■ **What is asked**
In every item below, swap "visual input" for "image" and leave everything else unchanged. Don't include the pictures in your answer.

[Detection annotation records]

* * * * * * * * *

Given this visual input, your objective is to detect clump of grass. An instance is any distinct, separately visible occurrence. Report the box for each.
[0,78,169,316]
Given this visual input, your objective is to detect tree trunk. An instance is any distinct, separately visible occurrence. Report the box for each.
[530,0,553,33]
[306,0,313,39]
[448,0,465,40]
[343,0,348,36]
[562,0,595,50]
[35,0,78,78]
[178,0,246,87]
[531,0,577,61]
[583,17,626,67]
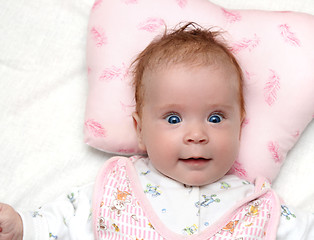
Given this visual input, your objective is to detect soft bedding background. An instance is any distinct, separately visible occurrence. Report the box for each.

* * * * * * * * *

■ **Task output**
Given this image, your objective is to detect clump of grass. An instance is any distinct, separately visible occurrence. Report the box for each.
[0,78,169,316]
Given this image, your objective is to detect tree trunk. An instance is any distinct, separately visible occurrence. Report the box for each.
[530,0,553,33]
[306,0,313,39]
[448,0,465,40]
[343,0,348,36]
[562,0,595,50]
[35,0,78,78]
[178,0,246,87]
[531,0,577,61]
[583,17,626,67]
Given this image, your objective is to detect soft bedding background. An instance is any distinct, separately visible occurrence. Report the box for each.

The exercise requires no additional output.